_EXERCISE PASSAGE_
For those interested in weather outlooks, Mortiz said the Storm Prediction Center’s website, spc.noaa.gov, has a wealth of information. Mortiz said the SPC has now expanded their severe weather probabilities to the Day 2 period, which is 24-48 hours out from any given day.

When people hear of a 10 percent chance for tornadoes, issued by the SPC, this should not be correlated to a 10 percent chance of rain, Mortiz said, a 10 percent chance of a tornado means the area under threat will likely see a tornado.

Mortiz offered his own rules of thumb for these types of warnings. He said if there is a 10 percent chance of a tornado, people should be ready. If there is a 15 percent or higher chance of tornadoes, people should be, “really,” ready. The same goes for a 30 percent chance of wind and hail versus a 45 percent chance for wind and hail.


While the Doppler radar operated by NWS Hastings at Blue Hill is a powerful tool when forecasting weather, it has its limitations. The beam can only lower so far and cannot look into the lowest levels of the atmosphere in certain areas.

Over Dawson County it can only see 6,000 feet above the ground. For what is occurring at ground level, the NWS relies on the reports of trained spotters and the public.

Mortiz noted from 2010-2020, 5,428 weather reports had been made across the whole NWS Hastings warning area.


The type of thunderstorm which often produces the most damaging tornados, large hail and high winds is the supercell.

A supercell thunderstorm is characterized by a persistently rotating updraft of air, known formally as a mesocyclone.

This type of storm organization is due to the amount of wind shear in the atmosphere. Wind shear comes in two forms. Speed shear is when wind at different heights is moving faster than another and directional shear is when wind at different heights its moving at different directions. Both can be present in an area.

_MATERIAL SUPPLIED_
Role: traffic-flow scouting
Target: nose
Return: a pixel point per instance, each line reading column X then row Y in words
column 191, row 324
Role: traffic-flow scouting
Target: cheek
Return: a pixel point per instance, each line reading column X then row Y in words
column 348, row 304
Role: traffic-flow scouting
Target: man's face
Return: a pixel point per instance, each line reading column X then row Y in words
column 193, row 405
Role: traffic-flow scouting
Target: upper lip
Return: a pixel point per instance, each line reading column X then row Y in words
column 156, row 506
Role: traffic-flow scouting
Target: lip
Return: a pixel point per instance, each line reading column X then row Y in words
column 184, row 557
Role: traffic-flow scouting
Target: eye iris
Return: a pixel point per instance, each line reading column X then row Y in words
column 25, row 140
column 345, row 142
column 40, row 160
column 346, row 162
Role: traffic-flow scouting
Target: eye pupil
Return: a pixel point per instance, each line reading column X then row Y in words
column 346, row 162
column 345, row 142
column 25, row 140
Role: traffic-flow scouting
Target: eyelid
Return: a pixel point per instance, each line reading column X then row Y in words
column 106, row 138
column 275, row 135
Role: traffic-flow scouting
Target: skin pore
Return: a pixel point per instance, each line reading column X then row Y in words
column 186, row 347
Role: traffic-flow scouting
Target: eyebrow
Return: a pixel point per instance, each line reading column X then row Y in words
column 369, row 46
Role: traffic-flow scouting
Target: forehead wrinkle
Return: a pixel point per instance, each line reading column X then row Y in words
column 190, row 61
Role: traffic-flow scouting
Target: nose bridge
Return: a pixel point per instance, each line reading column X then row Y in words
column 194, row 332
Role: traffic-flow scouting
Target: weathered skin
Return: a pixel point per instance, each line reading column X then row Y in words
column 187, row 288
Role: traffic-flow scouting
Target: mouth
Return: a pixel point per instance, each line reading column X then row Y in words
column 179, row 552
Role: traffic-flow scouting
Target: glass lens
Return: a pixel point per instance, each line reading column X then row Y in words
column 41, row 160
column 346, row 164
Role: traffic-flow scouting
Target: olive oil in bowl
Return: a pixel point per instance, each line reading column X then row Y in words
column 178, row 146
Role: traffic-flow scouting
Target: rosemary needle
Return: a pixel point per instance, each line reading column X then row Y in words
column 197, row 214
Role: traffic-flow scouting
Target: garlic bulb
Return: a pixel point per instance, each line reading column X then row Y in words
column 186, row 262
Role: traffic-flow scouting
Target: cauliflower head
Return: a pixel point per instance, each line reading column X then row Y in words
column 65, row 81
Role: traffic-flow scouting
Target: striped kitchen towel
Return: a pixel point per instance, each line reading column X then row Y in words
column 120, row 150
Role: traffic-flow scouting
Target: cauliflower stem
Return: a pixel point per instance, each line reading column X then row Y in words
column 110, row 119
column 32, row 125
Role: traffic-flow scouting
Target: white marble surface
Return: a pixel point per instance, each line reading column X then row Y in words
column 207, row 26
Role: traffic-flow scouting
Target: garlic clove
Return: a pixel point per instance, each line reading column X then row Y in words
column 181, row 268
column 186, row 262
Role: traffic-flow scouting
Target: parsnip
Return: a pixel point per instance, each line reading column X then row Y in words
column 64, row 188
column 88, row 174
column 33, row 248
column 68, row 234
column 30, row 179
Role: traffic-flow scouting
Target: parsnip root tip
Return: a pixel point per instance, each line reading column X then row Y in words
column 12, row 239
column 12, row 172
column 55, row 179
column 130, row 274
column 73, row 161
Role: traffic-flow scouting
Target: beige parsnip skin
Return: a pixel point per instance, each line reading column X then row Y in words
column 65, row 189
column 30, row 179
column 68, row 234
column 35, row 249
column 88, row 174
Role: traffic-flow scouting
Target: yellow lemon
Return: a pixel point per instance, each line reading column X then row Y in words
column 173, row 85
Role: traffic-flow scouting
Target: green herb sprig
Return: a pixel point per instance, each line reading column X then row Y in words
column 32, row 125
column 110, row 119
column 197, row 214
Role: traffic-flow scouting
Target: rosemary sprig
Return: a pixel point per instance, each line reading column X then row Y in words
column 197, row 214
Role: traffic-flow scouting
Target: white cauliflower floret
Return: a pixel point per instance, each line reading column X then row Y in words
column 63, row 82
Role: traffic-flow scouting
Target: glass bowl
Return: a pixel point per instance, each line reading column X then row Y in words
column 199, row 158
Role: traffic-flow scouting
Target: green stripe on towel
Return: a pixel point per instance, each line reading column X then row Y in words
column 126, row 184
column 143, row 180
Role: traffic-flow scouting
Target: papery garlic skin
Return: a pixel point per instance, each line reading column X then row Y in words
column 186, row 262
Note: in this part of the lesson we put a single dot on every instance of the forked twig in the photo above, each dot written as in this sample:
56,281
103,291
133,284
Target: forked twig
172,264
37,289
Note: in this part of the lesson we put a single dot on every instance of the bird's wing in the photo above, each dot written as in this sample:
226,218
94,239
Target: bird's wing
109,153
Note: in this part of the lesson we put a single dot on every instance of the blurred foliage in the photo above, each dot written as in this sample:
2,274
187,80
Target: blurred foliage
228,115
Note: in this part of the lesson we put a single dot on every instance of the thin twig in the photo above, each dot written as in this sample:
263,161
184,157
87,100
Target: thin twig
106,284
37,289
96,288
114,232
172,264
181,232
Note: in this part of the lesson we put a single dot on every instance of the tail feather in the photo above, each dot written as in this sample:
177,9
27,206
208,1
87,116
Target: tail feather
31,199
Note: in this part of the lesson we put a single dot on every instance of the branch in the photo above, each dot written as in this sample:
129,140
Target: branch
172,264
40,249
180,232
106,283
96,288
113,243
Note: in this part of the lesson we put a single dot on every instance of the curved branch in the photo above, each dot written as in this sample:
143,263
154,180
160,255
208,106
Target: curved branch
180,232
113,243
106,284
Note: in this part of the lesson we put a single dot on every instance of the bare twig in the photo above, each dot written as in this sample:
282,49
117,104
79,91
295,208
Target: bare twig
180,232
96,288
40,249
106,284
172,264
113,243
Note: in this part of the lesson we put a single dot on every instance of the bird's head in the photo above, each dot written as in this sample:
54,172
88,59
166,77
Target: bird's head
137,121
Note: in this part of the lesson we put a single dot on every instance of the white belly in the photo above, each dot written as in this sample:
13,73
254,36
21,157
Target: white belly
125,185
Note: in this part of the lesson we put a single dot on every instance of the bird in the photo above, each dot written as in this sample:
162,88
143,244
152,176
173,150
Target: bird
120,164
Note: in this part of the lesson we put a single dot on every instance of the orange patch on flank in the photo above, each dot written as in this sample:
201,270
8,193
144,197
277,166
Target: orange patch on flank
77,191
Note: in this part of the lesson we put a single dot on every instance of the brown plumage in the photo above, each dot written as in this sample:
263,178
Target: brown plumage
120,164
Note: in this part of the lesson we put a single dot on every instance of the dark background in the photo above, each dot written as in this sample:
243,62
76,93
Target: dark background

_PARTS OF THE EXERCISE_
a) In the severe weather passage, how high above the ground can the Blue Hill Doppler radar see over Dawson County?
b) Retype the part of the severe weather passage starting with "Over Dawson County" and going on through "is the supercell.".
The items were taken from a different source than the severe weather passage.

_EXERCISE ANSWERS_
a) It can see only 6,000 feet above the ground.

b)
Over Dawson County it can only see 6,000 feet above the ground. For what is occurring at ground level, the NWS relies on the reports of trained spotters and the public.

Mortiz noted from 2010-2020, 5,428 weather reports had been made across the whole NWS Hastings warning area.


The type of thunderstorm which often produces the most damaging tornados, large hail and high winds is the supercell.